§ **Prompt A**:
Answer these questions using the profile of Tony Hiss.
(i) In what year did Hiss become a staff writer at The New Yorker?
(ii) What kind of railroads does NatureRail work with?
(iii) For which foundation did Hiss write the initial vision statement in 1996?
§ **Prompt B**:
Revise the Tony Hiss profile starting with "Hiss is director" and going on through "Travel & Leisure.", putting "board of directors" in place of "advisory board".

§ **Passage given**:
####

Tony Hiss, author of The Experience of Place (1991), is passionate about the restoration of America's cities and landscapes, and he has contributed to a wide variety of transportation and environmental initiatives. Drawing on the insights of planners, ecologists, psychologists, and environmentalists, his work outlines a more experiential and place-based way of thinking about our physical environments, exploring the ways in which people experience public spaces differently.
Born in Washington D.C. and son of Alger Hiss, one of the most famous victims of the Communist witch-hunts in the U.S. during the Cold War, Tony Hiss is an author, lecturer, and consultant on restoring America's cities and landscapes. In 1963, he became a staff writer at The New Yorker, and since 1994, he has been a visiting scholar at New York University, first at the Taub Urban Research Center, and now at the Robert F. Wagner Graduate School of Public Service.
Hiss is spearheading NatureRail, a new environmental and transportation initiative that works with commuter railroads to safeguard and restore the land they use, and to expand recreation and wilderness opportunities for all metropolitan residents. He also organized a 1997 conference for the Rockefeller Brothers Fund about the future of the New York/New Jersey Harbor Estuary, and as a result, four New York area foundations set up the pilot "H2O (Highlands-to-Ocean) Fund" to rescue and protect the estuary.
In 1996, Hiss wrote the initial vision statement for Amtrak's new Great American Station Foundation, along with the report that launched New York State's 100-mile-long Hudson River Valley Greenway initiative. He was part of the 1997-1998 Metropolitan Initiative Project, sponsored by the President's Council on Sustainable Development. Hiss consults frequently on changing regional growth patterns, and on imaging the future through alternate development scenes, threats mapping, ecostructure mapping, and environmental simulation. He has lectured widely in the U.S. and Canada.
Hiss is director of the Conservancy for Historic Battery Park and of the Village Alliance (a New York business improvement district), on the advisory board of Scenic America, Inc., a Contributing Editor to Preservation magazine, and a Fellow of the New York Institute for the Humanities. His work has appeared in The New York Times, Newsweek, Gourmet, The Atlantic, and Travel & Leisure.

####

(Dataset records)
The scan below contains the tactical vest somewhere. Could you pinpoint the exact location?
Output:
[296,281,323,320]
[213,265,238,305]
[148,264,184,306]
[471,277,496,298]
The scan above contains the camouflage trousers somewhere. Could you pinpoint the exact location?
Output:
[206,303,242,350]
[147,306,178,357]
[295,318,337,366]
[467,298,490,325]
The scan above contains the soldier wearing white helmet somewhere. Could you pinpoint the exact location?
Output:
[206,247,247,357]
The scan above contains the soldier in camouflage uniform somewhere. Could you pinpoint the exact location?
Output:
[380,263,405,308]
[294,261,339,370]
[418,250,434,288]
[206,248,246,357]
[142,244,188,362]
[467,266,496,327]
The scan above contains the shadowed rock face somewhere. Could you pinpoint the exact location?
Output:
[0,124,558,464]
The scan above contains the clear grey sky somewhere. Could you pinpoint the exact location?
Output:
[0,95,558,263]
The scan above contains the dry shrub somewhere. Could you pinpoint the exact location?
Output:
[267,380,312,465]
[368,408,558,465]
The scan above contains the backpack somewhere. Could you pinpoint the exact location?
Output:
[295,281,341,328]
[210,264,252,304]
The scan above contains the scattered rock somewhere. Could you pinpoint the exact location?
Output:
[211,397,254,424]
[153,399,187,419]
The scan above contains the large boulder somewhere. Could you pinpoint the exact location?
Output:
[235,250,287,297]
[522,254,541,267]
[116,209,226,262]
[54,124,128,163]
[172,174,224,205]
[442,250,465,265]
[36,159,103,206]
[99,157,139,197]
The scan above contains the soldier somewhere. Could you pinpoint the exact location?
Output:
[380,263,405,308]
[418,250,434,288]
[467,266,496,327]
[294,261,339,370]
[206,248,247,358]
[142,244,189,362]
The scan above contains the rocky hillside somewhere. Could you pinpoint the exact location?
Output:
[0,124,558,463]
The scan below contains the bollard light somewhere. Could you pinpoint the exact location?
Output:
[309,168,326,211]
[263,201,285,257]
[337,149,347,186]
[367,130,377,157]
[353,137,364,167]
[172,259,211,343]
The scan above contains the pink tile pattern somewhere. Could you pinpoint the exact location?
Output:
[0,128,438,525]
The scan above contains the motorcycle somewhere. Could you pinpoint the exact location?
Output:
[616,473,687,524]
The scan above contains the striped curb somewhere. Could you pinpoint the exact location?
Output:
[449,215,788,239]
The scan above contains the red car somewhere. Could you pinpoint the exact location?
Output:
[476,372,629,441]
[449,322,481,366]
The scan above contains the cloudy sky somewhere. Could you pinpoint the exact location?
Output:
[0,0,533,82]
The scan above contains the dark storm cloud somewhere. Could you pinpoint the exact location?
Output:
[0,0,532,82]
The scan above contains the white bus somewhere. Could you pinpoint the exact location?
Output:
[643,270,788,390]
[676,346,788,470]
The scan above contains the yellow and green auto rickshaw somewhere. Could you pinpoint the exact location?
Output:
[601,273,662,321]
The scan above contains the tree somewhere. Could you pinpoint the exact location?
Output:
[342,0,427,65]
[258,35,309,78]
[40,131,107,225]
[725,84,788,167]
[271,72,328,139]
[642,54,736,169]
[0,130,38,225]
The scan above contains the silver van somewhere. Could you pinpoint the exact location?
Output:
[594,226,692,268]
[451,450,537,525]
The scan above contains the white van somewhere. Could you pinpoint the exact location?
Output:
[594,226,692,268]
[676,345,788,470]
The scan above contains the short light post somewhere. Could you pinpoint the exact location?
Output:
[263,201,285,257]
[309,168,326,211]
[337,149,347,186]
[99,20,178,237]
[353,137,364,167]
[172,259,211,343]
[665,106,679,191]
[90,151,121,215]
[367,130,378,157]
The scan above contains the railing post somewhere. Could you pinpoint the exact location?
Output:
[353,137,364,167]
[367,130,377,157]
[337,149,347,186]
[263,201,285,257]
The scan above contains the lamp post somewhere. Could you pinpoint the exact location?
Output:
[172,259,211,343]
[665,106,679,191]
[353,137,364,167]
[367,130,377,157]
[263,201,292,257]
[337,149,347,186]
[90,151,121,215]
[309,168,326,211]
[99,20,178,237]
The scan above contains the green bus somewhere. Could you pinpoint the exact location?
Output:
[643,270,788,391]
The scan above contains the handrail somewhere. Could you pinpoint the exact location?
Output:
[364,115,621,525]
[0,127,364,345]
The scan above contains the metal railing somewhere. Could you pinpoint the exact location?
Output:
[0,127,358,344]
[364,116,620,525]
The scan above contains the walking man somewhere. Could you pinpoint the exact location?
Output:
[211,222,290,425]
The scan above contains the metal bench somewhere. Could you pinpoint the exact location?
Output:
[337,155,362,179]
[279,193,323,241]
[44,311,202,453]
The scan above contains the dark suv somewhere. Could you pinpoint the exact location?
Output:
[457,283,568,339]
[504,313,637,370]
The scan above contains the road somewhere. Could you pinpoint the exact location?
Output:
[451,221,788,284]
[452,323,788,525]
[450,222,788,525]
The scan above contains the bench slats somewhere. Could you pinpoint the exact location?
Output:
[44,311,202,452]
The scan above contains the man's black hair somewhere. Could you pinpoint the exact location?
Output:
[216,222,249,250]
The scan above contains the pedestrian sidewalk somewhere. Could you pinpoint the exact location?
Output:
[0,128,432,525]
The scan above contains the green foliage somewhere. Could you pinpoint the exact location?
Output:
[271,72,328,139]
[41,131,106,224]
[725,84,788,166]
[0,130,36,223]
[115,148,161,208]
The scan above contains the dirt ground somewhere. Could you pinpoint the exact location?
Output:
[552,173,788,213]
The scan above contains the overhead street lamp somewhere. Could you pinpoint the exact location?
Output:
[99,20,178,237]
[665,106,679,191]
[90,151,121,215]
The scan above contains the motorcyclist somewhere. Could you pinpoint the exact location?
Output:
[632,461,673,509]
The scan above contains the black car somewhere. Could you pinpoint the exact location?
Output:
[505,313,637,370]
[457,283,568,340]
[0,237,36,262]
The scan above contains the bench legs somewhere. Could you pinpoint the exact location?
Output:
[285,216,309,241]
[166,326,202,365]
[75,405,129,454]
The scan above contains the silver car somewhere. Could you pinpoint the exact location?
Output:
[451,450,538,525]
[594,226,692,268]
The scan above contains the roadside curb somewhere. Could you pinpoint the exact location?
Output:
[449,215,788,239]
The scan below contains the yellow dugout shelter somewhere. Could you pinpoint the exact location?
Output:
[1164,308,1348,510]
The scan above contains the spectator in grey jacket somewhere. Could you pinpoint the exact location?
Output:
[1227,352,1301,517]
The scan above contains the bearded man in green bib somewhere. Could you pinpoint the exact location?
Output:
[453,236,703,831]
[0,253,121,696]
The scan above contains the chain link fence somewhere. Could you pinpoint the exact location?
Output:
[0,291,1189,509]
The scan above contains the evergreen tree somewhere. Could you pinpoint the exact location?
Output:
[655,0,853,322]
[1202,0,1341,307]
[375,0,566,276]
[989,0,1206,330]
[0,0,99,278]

####

§ **Written answer A**:
(i) 1963
(ii) Commuter railroads
(iii) Amtrak's new Great American Station Foundation

§ **Written answer B**:
Hiss is director of the Conservancy for Historic Battery Park and of the Village Alliance (a New York business improvement district), on the board of directors of Scenic America, Inc., a Contributing Editor to Preservation magazine, and a Fellow of the New York Institute for the Humanities. His work has appeared in The New York Times, Newsweek, Gourmet, The Atlantic, and Travel & Leisure.